* **Tasks to carry out**:
[1] From the excerpt on streaming feature selection, list every data set on which OSFS-MRMS beat OS-NRRSAR-SA in classification accuracy with the SVM classifier.
[2] Write the next part of the excerpt on streaming feature selection, picking up after its final sentence.

We see that the proposed OSFS-MRMS is superior for six (dorothea, dexter, sido0, nova, mf and voc 2007) and inferior for three cases (madelon, sylva and hiva). The tests show that the mean running times of the two algorithms are not significantly different for hiva and mf. Although the redundancy analysis step in the proposed algorithm imposes an extra computational time, the smaller selected subsets during features streaming cause faster PARTITION routine executions for this algorithm.

5.3 Classification accuracy

The classification results, presented in Figs. 5 and 6, show that the proposed OSFS-MRMS algorithm performs very well and shows increase in classification accuracies for most of the tests. Compared with OS-NRRSAR-SA in terms of J48 classifier, OSFS-MRMS is superior in most of the cases except dexter, sido0 and mf. The same comparison in terms of SVM classifier shows that our proposed algorithm won the tests for seven data sets arcene, dexter, sido0, cina0, nova, sylva and hiva. Table 4 reports the \(t\) test results on the classification accuracies of the two algorithms during features streaming.

Fig. 5
figure 5

J48 classification results of selected subsets during features streaming

Fig. 6
figure 6

SVM classification results of selected subsets during features streaming

Table 4 t test results on classification accuracies for OS-NRRSAR-SA and OSFS-MRMS during features streaming (J48/SVM)

According to the recorded accuracy values for each data set (10 measurements on 30 streaming orders), OSFS-MRMS outperforms the OS-NRRSAR-SA in 65 and 61% of the cases using J48 and SVM, respectively. Moreover, considering all the records, the average accuracy of the OSFS-MRMS is 2.28 and 2.16% higher, in terms of J48 and SVM, respectively.

* **Data extract**:

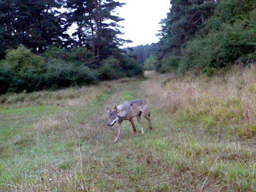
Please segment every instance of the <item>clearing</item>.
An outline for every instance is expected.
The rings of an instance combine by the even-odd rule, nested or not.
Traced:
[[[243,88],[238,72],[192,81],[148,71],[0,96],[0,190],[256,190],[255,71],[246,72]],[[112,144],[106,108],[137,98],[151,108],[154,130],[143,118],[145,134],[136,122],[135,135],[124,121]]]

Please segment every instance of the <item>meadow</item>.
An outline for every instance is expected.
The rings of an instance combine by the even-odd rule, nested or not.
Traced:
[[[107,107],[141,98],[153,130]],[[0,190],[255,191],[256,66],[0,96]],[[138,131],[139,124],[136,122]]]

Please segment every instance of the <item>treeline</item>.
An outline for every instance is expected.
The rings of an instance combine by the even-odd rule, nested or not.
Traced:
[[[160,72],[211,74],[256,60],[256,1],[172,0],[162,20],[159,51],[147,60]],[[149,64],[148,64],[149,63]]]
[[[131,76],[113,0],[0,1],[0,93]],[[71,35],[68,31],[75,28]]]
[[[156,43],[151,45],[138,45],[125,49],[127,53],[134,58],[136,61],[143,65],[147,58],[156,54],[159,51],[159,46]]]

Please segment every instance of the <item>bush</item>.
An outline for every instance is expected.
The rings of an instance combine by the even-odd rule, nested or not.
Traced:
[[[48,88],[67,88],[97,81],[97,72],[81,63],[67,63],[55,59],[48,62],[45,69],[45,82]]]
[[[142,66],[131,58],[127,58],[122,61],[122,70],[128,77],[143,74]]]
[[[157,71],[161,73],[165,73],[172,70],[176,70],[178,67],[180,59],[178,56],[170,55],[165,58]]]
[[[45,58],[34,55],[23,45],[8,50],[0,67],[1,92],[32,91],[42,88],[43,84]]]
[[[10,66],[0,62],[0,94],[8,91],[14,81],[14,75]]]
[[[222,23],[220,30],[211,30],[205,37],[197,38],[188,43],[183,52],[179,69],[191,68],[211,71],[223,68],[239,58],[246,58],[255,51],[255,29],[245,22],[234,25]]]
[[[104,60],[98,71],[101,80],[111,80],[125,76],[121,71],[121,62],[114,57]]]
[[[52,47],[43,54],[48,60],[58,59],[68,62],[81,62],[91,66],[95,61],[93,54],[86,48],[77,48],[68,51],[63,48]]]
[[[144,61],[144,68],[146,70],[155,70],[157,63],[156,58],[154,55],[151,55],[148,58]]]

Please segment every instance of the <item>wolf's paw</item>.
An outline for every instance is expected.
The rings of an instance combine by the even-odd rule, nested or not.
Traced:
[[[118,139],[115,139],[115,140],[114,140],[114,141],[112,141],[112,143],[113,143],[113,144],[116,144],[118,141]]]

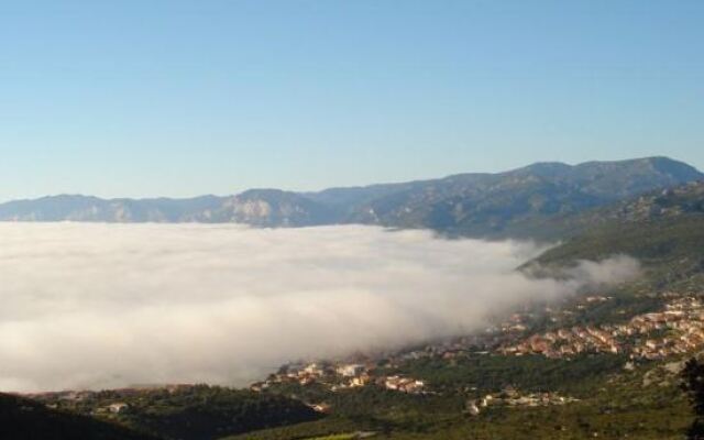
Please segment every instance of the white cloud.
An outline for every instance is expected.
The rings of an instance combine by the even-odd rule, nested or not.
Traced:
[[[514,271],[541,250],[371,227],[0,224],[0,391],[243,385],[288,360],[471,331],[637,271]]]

---

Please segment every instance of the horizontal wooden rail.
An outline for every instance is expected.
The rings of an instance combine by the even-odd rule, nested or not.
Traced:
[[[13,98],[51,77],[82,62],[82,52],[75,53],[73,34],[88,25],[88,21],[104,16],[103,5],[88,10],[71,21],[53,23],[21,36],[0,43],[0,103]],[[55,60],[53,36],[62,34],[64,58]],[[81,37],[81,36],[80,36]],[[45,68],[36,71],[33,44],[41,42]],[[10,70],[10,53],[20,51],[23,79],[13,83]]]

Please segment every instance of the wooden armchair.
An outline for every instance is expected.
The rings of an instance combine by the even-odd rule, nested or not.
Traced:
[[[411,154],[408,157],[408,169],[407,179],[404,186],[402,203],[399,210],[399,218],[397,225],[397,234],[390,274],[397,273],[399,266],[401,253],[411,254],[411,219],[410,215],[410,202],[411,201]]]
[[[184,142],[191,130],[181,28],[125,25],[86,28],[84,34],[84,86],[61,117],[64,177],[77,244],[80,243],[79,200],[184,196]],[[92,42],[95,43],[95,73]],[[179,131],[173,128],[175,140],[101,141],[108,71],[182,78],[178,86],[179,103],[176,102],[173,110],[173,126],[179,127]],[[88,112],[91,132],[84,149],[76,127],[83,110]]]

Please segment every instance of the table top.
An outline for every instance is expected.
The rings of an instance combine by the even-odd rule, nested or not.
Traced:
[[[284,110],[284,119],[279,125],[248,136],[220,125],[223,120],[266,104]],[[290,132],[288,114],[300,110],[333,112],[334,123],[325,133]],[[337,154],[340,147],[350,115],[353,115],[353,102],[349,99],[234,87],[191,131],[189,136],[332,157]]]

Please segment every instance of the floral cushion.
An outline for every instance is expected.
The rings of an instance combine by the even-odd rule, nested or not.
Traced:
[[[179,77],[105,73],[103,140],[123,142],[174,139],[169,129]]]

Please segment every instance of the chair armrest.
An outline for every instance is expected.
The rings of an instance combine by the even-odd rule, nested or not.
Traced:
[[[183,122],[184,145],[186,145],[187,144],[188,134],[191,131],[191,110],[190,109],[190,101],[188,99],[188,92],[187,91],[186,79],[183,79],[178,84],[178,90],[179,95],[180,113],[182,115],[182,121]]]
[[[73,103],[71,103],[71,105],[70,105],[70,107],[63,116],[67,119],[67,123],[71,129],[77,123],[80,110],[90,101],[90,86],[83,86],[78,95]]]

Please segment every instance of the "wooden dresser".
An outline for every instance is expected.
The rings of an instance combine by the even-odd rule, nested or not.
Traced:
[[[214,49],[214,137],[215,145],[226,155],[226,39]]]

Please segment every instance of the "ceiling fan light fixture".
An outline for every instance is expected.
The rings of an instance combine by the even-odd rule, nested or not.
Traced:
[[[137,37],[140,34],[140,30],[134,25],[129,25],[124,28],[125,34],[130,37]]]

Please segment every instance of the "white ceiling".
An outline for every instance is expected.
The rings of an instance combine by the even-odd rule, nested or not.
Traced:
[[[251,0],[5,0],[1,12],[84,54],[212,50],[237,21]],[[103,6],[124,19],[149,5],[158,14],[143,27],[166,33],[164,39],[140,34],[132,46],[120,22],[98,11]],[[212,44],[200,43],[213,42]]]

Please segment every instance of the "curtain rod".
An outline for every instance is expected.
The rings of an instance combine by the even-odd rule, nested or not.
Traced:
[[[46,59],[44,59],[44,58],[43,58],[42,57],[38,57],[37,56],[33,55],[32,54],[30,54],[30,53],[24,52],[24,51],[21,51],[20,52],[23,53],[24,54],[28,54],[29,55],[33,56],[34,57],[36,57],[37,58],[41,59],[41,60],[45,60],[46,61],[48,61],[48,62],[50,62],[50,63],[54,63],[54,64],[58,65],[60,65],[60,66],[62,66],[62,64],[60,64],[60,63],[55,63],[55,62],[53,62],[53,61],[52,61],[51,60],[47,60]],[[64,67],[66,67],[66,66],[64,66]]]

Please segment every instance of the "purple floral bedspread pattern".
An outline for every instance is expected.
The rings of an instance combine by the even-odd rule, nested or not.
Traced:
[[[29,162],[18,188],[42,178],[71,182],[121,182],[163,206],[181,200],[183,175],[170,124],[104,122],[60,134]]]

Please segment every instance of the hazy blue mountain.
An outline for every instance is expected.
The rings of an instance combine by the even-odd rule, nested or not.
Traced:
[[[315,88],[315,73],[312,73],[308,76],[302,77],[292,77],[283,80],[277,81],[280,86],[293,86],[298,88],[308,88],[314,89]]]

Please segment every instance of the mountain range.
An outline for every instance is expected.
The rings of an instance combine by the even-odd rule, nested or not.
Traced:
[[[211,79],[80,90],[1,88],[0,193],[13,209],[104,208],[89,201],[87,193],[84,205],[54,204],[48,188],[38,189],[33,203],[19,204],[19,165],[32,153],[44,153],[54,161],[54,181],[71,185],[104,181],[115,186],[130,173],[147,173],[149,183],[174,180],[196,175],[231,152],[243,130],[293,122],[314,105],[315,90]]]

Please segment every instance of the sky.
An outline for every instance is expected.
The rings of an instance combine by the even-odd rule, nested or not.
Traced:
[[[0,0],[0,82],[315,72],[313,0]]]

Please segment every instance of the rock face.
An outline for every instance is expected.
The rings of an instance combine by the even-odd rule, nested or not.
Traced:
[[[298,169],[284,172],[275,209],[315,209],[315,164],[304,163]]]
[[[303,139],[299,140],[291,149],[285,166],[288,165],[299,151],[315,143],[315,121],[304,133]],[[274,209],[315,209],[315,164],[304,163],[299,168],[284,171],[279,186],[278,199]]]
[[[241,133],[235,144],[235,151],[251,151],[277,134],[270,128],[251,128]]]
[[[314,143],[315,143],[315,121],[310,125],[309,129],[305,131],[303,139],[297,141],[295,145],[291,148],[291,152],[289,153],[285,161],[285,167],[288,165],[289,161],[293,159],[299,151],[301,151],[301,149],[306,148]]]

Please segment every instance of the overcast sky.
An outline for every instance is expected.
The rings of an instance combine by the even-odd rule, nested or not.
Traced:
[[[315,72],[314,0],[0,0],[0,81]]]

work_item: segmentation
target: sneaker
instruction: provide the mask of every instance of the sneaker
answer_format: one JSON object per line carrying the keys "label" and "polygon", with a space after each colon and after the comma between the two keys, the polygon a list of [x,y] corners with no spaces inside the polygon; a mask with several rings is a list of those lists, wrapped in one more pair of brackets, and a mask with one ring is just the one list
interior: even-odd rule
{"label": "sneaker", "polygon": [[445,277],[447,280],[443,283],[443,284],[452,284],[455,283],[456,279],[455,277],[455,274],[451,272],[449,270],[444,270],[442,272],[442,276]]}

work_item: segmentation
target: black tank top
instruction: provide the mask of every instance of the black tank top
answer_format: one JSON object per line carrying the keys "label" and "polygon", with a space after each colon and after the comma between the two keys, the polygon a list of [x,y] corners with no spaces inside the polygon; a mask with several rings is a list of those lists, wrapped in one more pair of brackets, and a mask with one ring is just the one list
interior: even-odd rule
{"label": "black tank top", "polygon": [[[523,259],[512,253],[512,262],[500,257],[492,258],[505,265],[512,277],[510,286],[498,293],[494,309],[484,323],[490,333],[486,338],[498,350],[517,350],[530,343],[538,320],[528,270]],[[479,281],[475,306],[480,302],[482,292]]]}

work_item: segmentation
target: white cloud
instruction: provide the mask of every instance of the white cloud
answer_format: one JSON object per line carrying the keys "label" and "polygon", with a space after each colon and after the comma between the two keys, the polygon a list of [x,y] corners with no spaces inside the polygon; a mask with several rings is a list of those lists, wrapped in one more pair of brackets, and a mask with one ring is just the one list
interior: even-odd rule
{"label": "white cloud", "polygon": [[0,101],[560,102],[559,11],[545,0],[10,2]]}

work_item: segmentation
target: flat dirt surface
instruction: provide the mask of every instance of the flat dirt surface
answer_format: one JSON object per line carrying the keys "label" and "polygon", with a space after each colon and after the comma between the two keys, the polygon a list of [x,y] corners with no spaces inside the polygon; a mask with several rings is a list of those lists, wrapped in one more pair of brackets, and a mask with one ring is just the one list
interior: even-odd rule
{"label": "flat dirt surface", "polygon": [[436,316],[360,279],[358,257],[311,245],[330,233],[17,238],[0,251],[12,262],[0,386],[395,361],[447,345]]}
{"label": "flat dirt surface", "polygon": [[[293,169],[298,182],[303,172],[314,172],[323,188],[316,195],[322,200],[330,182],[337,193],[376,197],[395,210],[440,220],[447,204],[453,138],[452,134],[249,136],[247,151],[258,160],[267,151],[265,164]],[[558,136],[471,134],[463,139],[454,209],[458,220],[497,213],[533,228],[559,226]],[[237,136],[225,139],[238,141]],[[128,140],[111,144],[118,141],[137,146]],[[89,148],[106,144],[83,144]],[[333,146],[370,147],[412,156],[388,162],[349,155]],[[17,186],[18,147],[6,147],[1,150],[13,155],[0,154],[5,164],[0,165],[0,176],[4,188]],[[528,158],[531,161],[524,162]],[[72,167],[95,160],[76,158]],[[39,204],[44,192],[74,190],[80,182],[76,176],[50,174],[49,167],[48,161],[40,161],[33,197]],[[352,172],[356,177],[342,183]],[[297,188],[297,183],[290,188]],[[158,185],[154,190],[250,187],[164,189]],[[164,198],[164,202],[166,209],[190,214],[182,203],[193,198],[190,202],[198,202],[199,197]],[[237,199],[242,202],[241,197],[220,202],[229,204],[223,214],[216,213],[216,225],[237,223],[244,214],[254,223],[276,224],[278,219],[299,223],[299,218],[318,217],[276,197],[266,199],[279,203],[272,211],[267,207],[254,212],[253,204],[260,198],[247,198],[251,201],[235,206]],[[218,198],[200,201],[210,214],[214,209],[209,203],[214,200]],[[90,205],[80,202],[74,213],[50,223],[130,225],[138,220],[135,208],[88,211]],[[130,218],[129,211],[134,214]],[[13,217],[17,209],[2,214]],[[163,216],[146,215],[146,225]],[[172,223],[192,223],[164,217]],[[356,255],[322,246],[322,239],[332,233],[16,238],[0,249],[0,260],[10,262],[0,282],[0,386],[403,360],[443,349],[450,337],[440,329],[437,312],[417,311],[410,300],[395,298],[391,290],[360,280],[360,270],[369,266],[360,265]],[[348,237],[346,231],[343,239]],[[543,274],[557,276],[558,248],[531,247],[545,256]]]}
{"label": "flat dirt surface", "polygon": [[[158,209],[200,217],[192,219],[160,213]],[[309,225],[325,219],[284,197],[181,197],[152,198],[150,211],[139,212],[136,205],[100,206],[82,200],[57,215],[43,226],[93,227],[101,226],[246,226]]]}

==

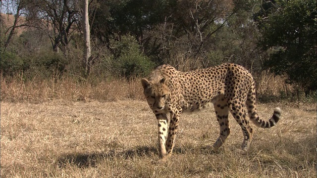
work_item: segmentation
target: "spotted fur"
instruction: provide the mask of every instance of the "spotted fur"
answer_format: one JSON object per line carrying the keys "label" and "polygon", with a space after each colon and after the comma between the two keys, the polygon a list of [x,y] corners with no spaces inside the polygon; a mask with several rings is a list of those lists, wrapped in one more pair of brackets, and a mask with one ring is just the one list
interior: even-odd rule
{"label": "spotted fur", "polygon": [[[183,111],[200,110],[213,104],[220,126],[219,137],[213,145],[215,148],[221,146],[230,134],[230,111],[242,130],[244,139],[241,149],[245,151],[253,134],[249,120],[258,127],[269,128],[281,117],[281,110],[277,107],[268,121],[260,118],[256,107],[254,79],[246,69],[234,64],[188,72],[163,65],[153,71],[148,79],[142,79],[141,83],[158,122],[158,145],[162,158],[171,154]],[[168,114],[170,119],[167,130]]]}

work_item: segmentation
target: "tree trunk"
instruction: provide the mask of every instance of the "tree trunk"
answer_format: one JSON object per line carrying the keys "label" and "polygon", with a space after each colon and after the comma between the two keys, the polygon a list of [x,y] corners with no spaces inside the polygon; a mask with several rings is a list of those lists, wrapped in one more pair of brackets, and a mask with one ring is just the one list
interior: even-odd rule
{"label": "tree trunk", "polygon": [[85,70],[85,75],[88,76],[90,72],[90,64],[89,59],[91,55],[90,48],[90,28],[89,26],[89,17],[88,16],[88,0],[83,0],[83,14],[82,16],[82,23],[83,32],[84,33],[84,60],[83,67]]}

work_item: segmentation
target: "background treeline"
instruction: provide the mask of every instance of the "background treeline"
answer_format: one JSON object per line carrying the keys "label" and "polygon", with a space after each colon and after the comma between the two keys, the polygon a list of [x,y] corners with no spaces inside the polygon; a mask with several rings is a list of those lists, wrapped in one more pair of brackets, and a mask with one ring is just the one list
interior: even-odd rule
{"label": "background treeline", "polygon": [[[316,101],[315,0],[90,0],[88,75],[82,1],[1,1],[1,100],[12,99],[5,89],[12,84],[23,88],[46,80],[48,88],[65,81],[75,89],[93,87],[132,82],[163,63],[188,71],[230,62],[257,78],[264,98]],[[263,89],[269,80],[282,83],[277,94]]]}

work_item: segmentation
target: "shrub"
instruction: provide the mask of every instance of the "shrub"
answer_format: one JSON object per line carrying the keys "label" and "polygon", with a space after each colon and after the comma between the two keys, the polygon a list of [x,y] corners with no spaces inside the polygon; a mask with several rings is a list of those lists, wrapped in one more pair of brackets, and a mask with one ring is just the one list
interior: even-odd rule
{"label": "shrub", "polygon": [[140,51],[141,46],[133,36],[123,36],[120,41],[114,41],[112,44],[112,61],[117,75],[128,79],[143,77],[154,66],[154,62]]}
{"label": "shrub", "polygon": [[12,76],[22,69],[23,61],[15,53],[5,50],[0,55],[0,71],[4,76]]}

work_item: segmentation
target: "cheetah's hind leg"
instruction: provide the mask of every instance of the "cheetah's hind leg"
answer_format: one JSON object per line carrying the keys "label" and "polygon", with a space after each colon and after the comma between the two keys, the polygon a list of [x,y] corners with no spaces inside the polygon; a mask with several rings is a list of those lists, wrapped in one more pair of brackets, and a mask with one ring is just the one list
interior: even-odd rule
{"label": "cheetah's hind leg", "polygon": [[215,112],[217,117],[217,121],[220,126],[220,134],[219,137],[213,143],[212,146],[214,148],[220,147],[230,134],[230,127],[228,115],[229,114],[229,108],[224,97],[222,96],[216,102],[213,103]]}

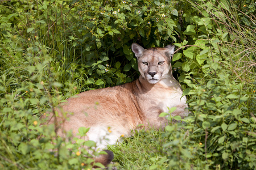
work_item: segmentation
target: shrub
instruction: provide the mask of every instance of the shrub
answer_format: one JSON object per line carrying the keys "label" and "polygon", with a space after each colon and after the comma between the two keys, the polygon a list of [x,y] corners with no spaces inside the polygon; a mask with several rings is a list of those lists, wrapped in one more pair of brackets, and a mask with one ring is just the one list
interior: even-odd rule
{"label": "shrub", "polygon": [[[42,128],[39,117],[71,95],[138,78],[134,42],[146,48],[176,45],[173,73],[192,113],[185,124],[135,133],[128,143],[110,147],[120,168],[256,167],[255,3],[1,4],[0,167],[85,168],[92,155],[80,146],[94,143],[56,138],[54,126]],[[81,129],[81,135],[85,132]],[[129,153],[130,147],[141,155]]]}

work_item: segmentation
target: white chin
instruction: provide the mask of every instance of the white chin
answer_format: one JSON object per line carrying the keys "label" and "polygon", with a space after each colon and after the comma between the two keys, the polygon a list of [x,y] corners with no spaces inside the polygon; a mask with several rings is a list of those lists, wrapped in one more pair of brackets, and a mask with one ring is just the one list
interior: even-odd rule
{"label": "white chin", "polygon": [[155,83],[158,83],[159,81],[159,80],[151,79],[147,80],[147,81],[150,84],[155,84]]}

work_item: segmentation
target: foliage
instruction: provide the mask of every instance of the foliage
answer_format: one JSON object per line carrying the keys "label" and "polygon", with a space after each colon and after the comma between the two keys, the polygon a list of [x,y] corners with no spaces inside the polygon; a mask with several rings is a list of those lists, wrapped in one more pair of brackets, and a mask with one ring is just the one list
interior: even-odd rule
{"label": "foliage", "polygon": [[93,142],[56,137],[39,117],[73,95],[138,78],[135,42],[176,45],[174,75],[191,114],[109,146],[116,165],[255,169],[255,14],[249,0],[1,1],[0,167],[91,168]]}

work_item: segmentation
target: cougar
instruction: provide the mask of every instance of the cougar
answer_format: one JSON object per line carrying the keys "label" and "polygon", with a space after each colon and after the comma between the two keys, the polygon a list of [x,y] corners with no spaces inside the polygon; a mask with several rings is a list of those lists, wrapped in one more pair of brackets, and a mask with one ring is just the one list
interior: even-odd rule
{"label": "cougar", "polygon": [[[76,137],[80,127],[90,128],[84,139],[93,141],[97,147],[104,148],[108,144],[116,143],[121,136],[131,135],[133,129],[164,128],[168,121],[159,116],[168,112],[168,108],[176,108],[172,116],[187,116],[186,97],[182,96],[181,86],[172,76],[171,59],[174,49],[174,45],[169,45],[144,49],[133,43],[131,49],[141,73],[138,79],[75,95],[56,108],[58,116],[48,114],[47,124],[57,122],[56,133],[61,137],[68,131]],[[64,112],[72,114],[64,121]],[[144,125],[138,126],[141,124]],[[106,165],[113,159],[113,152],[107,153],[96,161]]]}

* **Answers to each task**:
[1] arcene, dexter, sido0, cina0, nova, sylva, hiva

[2]
6 Conclusions

This paper presented a method which based on the OS-NRRSAR-SA algorithm proposed in [10], filters out redundant features before significance analysis. In this regard, a redundancy analysis method based on functional dependency concept was proposed. The result was a general OSFS framework containing two major steps: (1) online redundancy analysis that discards redundant features and (2) online significance analysis, which eliminates non-significant features. To show the efficiency and accuracy of the proposed algorithm, it was compared with OS-NRRSAR-SA algorithm. Several high-dimensional data sets were used for comparisons, and their features considered one by one to simulate the true OSF scenarios. The compactness, running time and classification accuracy during the features streaming were the comparison terms. The experiments demonstrate that the proposed algorithm achieves better results than OS-NRRSAR-SA algorithm, for all evaluation terms.

The authors would like to propose the following subjects for future works on OSFS scenarios:

  1. 1.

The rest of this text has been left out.